Your task is to repeat, word for word, the line containing "Tag the slender" and all lines that follow it to the end of the material, and no other lines.

** BEGIN GIVEN INFORMATION **

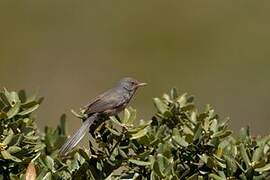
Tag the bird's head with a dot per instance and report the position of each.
(130, 84)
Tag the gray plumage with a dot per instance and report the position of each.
(110, 103)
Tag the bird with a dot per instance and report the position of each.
(109, 103)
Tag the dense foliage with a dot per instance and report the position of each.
(179, 142)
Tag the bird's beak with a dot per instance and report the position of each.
(141, 84)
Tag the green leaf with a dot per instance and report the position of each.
(7, 155)
(29, 110)
(264, 168)
(14, 149)
(244, 155)
(13, 110)
(160, 105)
(221, 134)
(139, 134)
(8, 139)
(50, 163)
(139, 163)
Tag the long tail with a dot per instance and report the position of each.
(78, 135)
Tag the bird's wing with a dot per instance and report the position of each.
(108, 100)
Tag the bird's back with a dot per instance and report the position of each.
(109, 100)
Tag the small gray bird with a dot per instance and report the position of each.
(109, 103)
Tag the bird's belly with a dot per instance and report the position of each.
(115, 111)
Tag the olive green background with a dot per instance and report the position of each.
(71, 50)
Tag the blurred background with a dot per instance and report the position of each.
(69, 51)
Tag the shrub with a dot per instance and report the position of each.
(179, 142)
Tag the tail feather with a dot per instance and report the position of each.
(78, 135)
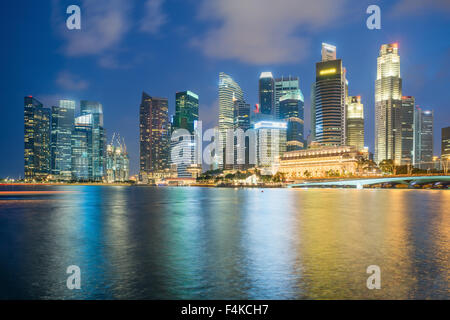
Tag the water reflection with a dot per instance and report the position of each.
(211, 243)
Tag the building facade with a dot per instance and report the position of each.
(284, 86)
(388, 93)
(423, 138)
(291, 110)
(407, 129)
(117, 161)
(154, 135)
(37, 156)
(186, 110)
(355, 122)
(330, 94)
(63, 119)
(324, 161)
(267, 95)
(229, 92)
(445, 143)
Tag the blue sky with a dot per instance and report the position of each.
(164, 46)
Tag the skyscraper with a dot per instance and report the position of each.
(82, 148)
(355, 122)
(117, 162)
(330, 94)
(445, 143)
(61, 139)
(37, 140)
(423, 138)
(186, 110)
(407, 129)
(267, 95)
(229, 92)
(154, 135)
(292, 111)
(388, 93)
(283, 86)
(242, 143)
(98, 138)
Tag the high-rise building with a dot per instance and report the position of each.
(242, 143)
(186, 117)
(445, 143)
(388, 93)
(186, 110)
(267, 95)
(37, 140)
(61, 139)
(82, 148)
(229, 92)
(423, 138)
(98, 138)
(284, 86)
(117, 162)
(355, 122)
(330, 94)
(407, 129)
(271, 142)
(292, 111)
(154, 135)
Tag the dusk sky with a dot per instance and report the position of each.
(162, 46)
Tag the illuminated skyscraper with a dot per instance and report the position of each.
(445, 143)
(82, 148)
(61, 139)
(267, 95)
(229, 92)
(291, 111)
(355, 122)
(330, 94)
(154, 135)
(388, 93)
(407, 129)
(283, 86)
(186, 110)
(97, 140)
(423, 138)
(37, 140)
(117, 162)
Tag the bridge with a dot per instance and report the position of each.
(411, 181)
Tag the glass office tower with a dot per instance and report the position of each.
(407, 129)
(283, 86)
(229, 92)
(291, 111)
(186, 110)
(388, 93)
(355, 122)
(329, 103)
(267, 95)
(98, 138)
(37, 158)
(61, 140)
(154, 135)
(423, 138)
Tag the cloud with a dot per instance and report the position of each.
(103, 24)
(154, 18)
(69, 81)
(408, 7)
(264, 31)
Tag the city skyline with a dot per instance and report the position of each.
(120, 108)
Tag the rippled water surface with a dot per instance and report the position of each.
(213, 243)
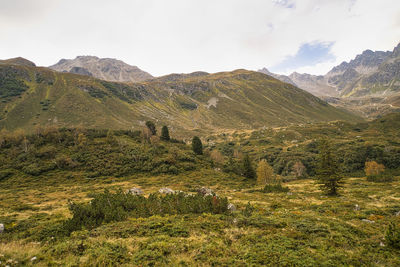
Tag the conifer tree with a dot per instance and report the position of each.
(265, 173)
(197, 146)
(165, 133)
(327, 170)
(248, 170)
(151, 126)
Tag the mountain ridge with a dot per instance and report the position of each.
(102, 68)
(369, 73)
(198, 102)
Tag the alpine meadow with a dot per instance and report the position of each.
(258, 133)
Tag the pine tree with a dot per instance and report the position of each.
(265, 173)
(165, 133)
(248, 170)
(151, 126)
(327, 171)
(197, 146)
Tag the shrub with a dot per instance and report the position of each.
(393, 236)
(248, 170)
(152, 128)
(197, 146)
(299, 170)
(109, 207)
(265, 173)
(328, 177)
(275, 188)
(217, 157)
(165, 134)
(372, 168)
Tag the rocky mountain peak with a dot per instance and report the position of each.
(18, 61)
(103, 68)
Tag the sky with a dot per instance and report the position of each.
(182, 36)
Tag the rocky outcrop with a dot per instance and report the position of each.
(370, 73)
(18, 61)
(103, 68)
(282, 78)
(135, 191)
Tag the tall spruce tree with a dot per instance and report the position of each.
(327, 170)
(197, 146)
(248, 170)
(165, 134)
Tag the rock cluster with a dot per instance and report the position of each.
(135, 191)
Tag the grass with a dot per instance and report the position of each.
(246, 100)
(302, 228)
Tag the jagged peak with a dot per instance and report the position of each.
(18, 61)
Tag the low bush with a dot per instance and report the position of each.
(275, 188)
(110, 207)
(393, 236)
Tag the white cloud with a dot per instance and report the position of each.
(163, 36)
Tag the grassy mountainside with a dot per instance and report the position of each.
(241, 99)
(43, 172)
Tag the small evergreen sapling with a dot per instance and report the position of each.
(327, 171)
(197, 146)
(248, 170)
(165, 134)
(152, 127)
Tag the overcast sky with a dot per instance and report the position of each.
(166, 36)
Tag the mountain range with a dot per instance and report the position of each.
(202, 102)
(102, 68)
(368, 85)
(370, 73)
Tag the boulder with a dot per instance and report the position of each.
(166, 190)
(231, 207)
(135, 191)
(367, 221)
(206, 191)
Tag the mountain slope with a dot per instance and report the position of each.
(368, 74)
(241, 99)
(102, 68)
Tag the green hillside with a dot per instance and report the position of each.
(32, 96)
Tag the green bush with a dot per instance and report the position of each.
(110, 207)
(275, 188)
(393, 236)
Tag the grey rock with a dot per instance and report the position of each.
(206, 191)
(135, 191)
(231, 207)
(103, 68)
(367, 221)
(166, 190)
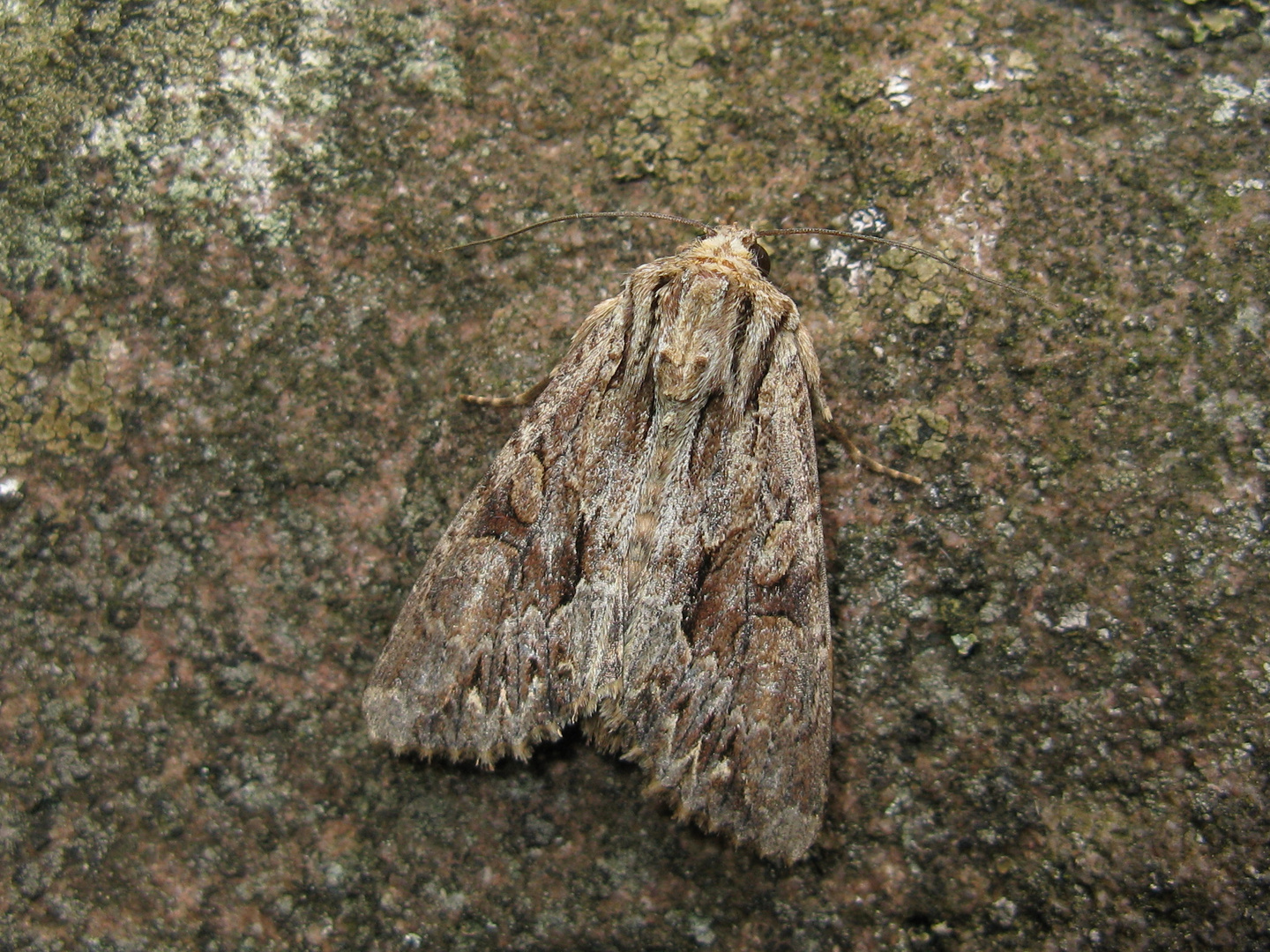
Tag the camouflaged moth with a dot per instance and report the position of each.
(646, 557)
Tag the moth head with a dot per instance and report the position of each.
(758, 256)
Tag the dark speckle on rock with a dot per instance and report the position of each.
(230, 357)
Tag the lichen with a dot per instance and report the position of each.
(80, 410)
(923, 432)
(667, 126)
(199, 108)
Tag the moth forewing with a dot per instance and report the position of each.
(646, 557)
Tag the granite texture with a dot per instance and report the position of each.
(230, 357)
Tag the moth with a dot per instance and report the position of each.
(646, 556)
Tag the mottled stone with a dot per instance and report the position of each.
(230, 433)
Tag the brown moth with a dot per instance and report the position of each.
(646, 557)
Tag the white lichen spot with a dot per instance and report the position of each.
(1229, 92)
(897, 89)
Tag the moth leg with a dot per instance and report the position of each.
(811, 368)
(525, 398)
(840, 435)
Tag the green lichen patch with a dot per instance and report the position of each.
(923, 432)
(669, 123)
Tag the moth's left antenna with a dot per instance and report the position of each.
(658, 216)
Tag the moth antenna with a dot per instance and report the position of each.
(658, 216)
(915, 249)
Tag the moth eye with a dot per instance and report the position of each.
(758, 256)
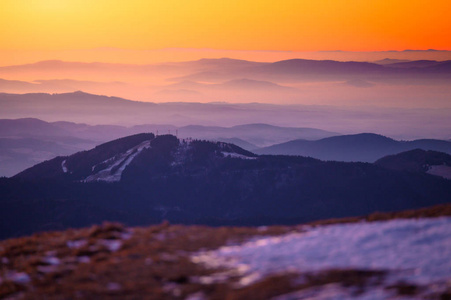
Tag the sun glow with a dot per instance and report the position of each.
(353, 25)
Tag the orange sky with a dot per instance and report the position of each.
(289, 25)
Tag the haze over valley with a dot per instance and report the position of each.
(225, 149)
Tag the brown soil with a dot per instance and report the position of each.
(112, 261)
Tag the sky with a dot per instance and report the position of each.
(29, 28)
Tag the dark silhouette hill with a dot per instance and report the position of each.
(365, 147)
(420, 161)
(143, 179)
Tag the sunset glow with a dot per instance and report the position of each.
(293, 25)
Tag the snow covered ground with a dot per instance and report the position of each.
(414, 251)
(117, 165)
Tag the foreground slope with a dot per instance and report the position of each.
(143, 179)
(188, 262)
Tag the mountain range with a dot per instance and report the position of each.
(365, 147)
(80, 107)
(232, 80)
(144, 179)
(26, 142)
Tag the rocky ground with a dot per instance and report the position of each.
(156, 262)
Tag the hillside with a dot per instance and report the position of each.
(143, 179)
(364, 147)
(431, 162)
(28, 141)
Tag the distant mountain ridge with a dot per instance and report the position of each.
(144, 179)
(420, 161)
(366, 147)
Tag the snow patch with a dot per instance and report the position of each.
(236, 155)
(64, 166)
(415, 251)
(440, 170)
(118, 164)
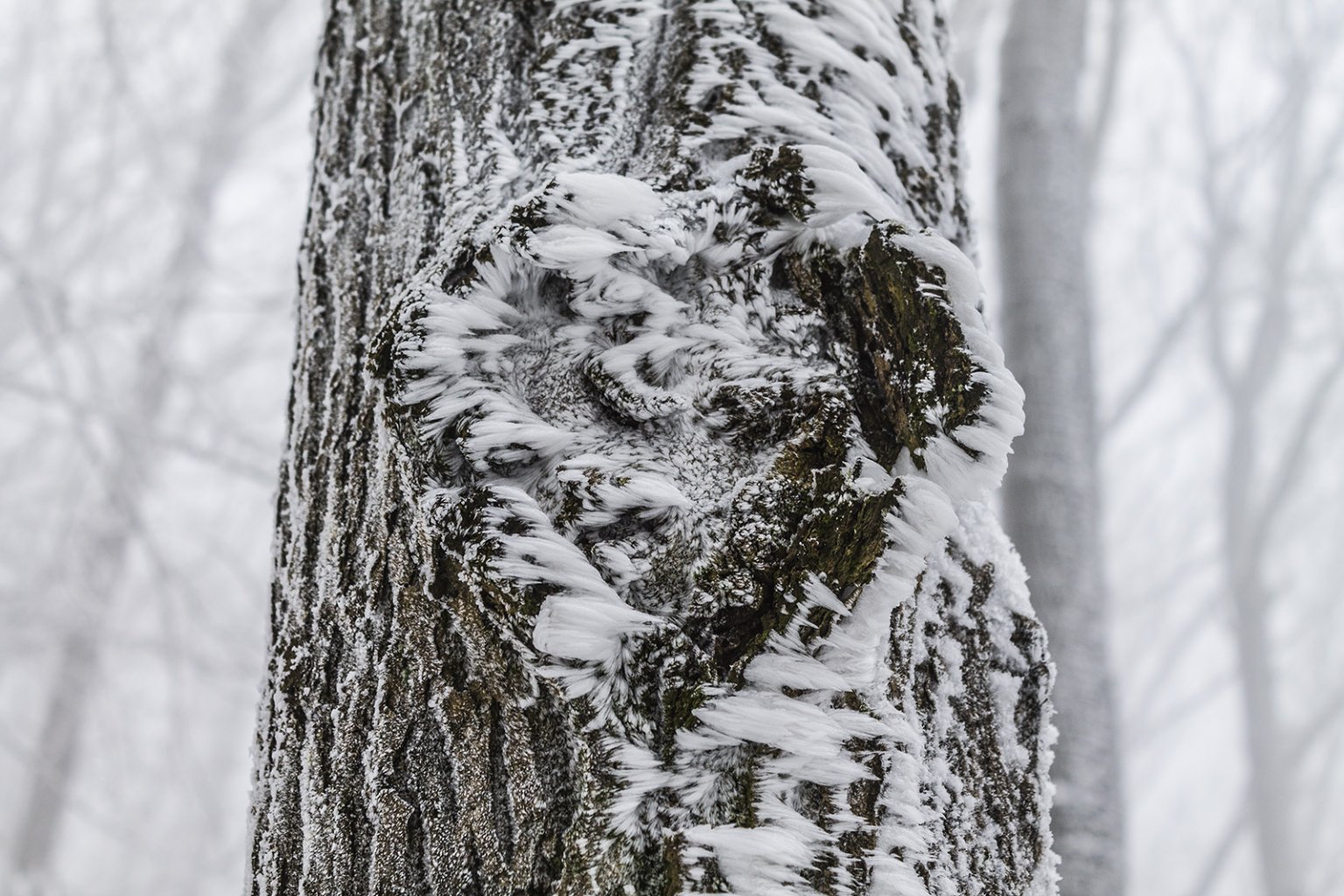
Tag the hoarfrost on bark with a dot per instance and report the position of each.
(702, 414)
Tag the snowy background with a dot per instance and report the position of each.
(152, 188)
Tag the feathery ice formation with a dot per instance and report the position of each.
(709, 414)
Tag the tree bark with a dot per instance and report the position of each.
(1051, 494)
(631, 532)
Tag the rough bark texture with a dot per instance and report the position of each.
(631, 534)
(1051, 494)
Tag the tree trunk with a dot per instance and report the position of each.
(1051, 494)
(631, 534)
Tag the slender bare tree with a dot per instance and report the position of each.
(1047, 158)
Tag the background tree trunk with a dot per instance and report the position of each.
(631, 532)
(1051, 494)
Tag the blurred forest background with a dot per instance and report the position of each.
(152, 187)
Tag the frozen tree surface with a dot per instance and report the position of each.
(632, 529)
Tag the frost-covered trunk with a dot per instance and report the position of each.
(631, 528)
(1051, 492)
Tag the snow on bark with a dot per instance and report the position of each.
(684, 413)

** END GIVEN INFORMATION **

● **RESULT FOR THIS EXERCISE**
Tag the slender bare tree with a dot per instance and report the position of each.
(1047, 158)
Tag the background tree trunk with a dot per instance and report the position of each.
(631, 532)
(1051, 494)
Tag the blurred forest background with a dot per instance and report the position of each.
(152, 187)
Tag the frozen tree surface with a dot per instance and report the position of each.
(632, 529)
Tag the frost-covered trunk with a dot per instance and report the position of each.
(631, 528)
(1051, 492)
Tag the snow on bark with a dot per instance and report the position of each.
(684, 413)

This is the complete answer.